Given text:
** Begin **

Microsoft has unveiled its long-anticipated Regent Street store, marking its first flagship location in Europe. How does it stand up against tech titan Apple’s store just around the corner? John Ryan reports.

“This is the missing piece for us.” The words of Cindy Rose, UK CEO of Microsoft, do much to tell the story of the tech giant’s tardiness when it comes to having a physical presence on the high street in Europe.

Now that gap has been filled and Europe’s first Microsoft flagship has opened today on Oxford Circus, occupying the site of the former Benetton store that traded in the same building from 1995-2017.

This is a three-floor 21,932 sq ft affair, with two levels for shoppers and the top floor set aside for businesses and those wanting to discuss how they might incorporate Microsoft software and processes into their enterprises.

As such it does what others in the sector (for which read Samsung and Apple) do, offering an environment that purports to provide an ‘experience’ for those walking through its doors and to avoid the sense that it is just about shifting hi-tech hardware.

The store’s senior manager John Carter says: “This is more than a store, it’s a destination, right in the heart of London. Our store associates aim to be trusted advisors, providing unrivalled local tech support for businesses, learning institutions and individuals. We want to give people amazing technology experiences and learning opportunities.”

** End **

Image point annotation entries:

** Begin **

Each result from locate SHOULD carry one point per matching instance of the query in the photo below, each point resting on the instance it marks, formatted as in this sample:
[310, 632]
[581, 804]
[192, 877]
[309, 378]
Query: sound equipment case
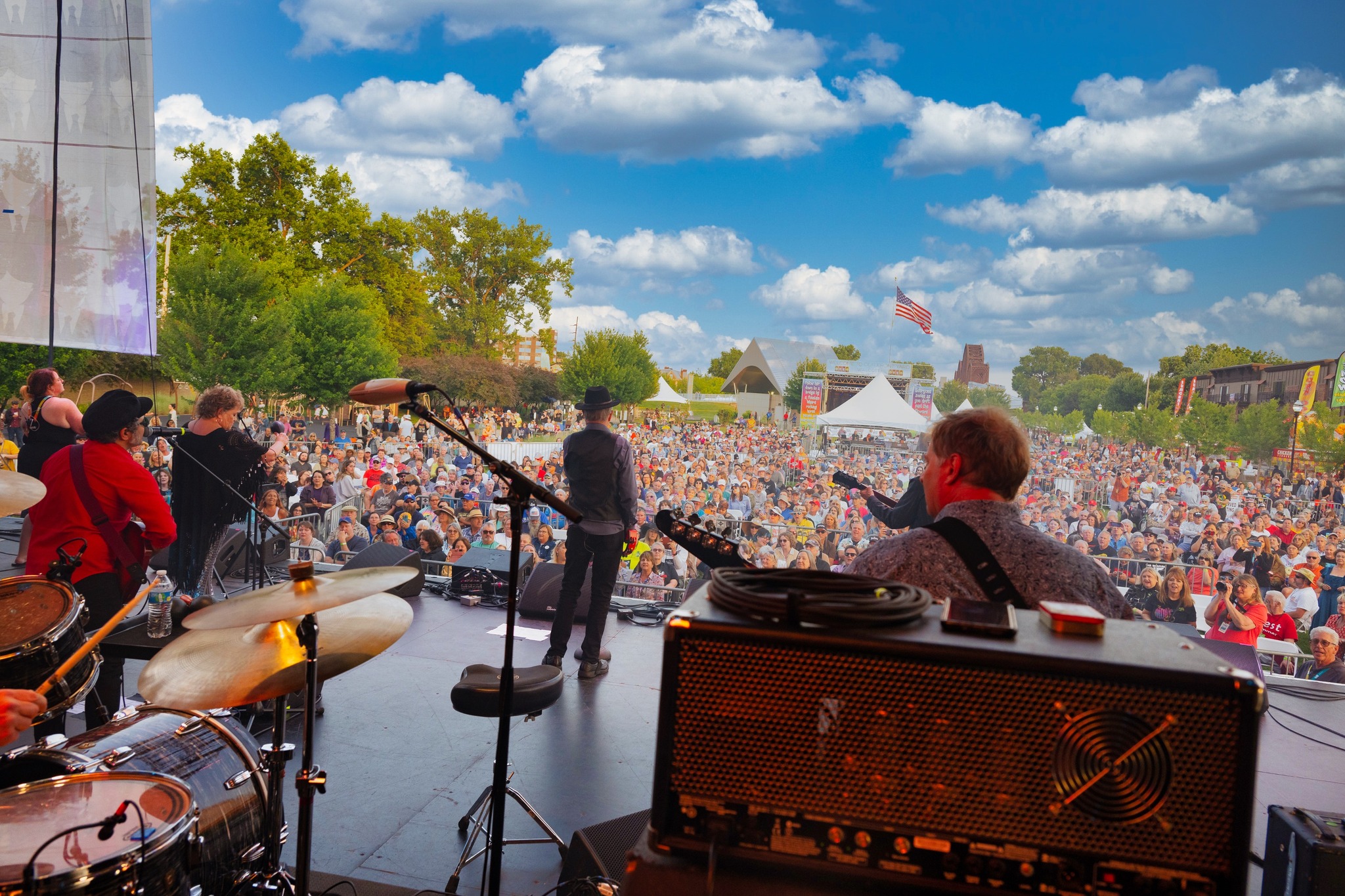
[958, 763]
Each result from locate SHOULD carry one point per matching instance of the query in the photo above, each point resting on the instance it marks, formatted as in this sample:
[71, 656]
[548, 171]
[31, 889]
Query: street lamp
[1293, 450]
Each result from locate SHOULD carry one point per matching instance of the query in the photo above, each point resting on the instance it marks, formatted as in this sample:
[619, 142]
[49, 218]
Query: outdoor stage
[404, 766]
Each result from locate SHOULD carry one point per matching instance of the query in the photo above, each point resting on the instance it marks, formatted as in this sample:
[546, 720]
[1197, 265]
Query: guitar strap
[979, 561]
[115, 542]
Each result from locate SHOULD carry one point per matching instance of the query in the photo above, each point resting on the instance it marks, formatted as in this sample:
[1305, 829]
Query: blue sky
[1121, 178]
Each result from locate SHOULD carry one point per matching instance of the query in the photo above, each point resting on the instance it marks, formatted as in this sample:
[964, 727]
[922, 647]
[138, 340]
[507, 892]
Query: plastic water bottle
[160, 608]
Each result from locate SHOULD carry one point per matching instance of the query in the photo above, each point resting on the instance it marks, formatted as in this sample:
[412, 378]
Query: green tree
[612, 359]
[992, 396]
[794, 389]
[1125, 393]
[1155, 427]
[724, 362]
[229, 323]
[482, 276]
[1042, 368]
[1099, 364]
[1261, 429]
[950, 395]
[1208, 427]
[1201, 359]
[338, 339]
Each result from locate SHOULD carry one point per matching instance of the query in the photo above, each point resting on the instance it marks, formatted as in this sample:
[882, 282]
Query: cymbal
[290, 599]
[19, 492]
[236, 667]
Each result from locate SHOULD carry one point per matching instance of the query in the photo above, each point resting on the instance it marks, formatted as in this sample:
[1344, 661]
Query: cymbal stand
[521, 490]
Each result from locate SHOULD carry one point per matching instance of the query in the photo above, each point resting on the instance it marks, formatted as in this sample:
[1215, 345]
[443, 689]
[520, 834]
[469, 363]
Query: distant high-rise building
[973, 367]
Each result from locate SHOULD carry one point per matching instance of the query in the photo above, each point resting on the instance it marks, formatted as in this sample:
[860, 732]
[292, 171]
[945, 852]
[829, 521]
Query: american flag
[912, 312]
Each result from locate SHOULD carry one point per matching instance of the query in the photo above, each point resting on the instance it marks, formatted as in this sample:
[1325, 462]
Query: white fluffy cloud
[1293, 184]
[1219, 136]
[1109, 98]
[575, 104]
[1088, 270]
[404, 119]
[814, 295]
[950, 139]
[1072, 218]
[183, 119]
[697, 250]
[373, 24]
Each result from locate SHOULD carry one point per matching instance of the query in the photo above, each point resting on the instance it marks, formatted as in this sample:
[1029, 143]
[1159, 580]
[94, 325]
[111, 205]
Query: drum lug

** End **

Aim of the task: Copy out the whole article above on Microsoft's London flagship store, word for word.

Solution to this exercise:
Microsoft has unveiled its long-anticipated Regent Street store, marking its first flagship location in Europe. How does it stand up against tech titan Apple’s store just around the corner? John Ryan reports.

“This is the missing piece for us.” The words of Cindy Rose, UK CEO of Microsoft, do much to tell the story of the tech giant’s tardiness when it comes to having a physical presence on the high street in Europe.

Now that gap has been filled and Europe’s first Microsoft flagship has opened today on Oxford Circus, occupying the site of the former Benetton store that traded in the same building from 1995-2017.

This is a three-floor 21,932 sq ft affair, with two levels for shoppers and the top floor set aside for businesses and those wanting to discuss how they might incorporate Microsoft software and processes into their enterprises.

As such it does what others in the sector (for which read Samsung and Apple) do, offering an environment that purports to provide an ‘experience’ for those walking through its doors and to avoid the sense that it is just about shifting hi-tech hardware.

The store’s senior manager John Carter says: “This is more than a store, it’s a destination, right in the heart of London. Our store associates aim to be trusted advisors, providing unrivalled local tech support for businesses, learning institutions and individuals. We want to give people amazing technology experiences and learning opportunities.”